■ **Problem to work on**
Reproduce the data below verbatim, line for line.

■ **Data**
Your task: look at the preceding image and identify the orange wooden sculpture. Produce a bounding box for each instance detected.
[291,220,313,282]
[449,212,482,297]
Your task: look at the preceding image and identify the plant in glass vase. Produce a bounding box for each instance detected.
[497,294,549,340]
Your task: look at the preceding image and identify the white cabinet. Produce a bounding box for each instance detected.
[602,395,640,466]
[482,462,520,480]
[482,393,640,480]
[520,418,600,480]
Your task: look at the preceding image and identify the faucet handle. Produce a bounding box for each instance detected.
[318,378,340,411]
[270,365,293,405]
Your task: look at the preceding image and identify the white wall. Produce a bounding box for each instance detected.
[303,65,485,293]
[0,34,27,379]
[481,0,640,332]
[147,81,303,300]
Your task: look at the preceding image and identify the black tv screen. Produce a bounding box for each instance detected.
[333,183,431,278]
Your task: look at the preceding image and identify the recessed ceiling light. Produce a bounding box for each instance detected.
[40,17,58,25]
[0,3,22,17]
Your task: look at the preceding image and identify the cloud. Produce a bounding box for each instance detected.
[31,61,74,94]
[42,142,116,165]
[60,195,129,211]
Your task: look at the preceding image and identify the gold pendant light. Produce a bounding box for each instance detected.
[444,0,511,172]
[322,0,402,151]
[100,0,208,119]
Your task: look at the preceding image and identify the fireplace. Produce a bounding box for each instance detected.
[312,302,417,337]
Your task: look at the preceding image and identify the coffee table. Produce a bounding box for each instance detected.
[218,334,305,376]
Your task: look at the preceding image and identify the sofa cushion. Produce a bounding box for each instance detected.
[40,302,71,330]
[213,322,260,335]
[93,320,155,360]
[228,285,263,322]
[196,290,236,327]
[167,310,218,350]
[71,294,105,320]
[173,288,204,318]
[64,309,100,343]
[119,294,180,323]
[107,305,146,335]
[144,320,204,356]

■ **Expected answer**
Your task: look at the preceding image and identify the orange wooden sculpture. Produce a bounding box for each instance detected.
[291,220,313,282]
[449,212,482,297]
Your task: look at the preceding image and identify the plant in glass vase. Produce a bounding box for each instance detected.
[497,294,549,340]
Your task: look at the preceding image and identify the white cabinet. Produce a bounding box for each instance detected.
[602,395,640,466]
[482,462,520,480]
[482,393,640,480]
[520,418,600,480]
Your task: look at the preceding image and identify the faucet handle. Produce a bounding box for each instance detected.
[318,378,340,411]
[270,365,293,405]
Your task: look at the preceding image and identify the white wall. Produce a bounding box for each instance detected.
[303,65,485,293]
[0,34,27,379]
[481,0,640,332]
[147,81,303,300]
Your task: look at the preceding image and identify the black tv screen. Produce a bounding box for each instance detected.
[333,183,431,278]
Your task: look at the preceding image and identify the recessed ceiling light. Produce a bounding box for each instance detected.
[40,17,58,25]
[0,3,22,17]
Your task: look at the preceding image and identify the cloud. Produce a bounding box for each instance detected.
[31,61,74,94]
[42,142,116,165]
[60,195,129,211]
Your task: look at the preceding image and identify the gold pendant light. Produce a bounding box for each instance detected.
[444,0,511,172]
[322,0,402,151]
[100,0,208,119]
Your task: look at the preceding image and identify the fireplace. Produce a bounding box for each instance detected.
[312,302,417,337]
Your task: look at the preceding image and identify the coffee table. Produce a bounding box for each instance detected.
[218,334,305,376]
Your task: look at the preceding image and identify the sofa cushion. Produce a bounding box for each instance detected.
[40,302,71,330]
[213,322,260,335]
[93,320,155,360]
[228,285,263,322]
[196,290,236,327]
[167,310,218,350]
[71,294,105,320]
[173,288,204,318]
[64,309,100,343]
[119,294,180,323]
[107,305,146,335]
[144,320,204,356]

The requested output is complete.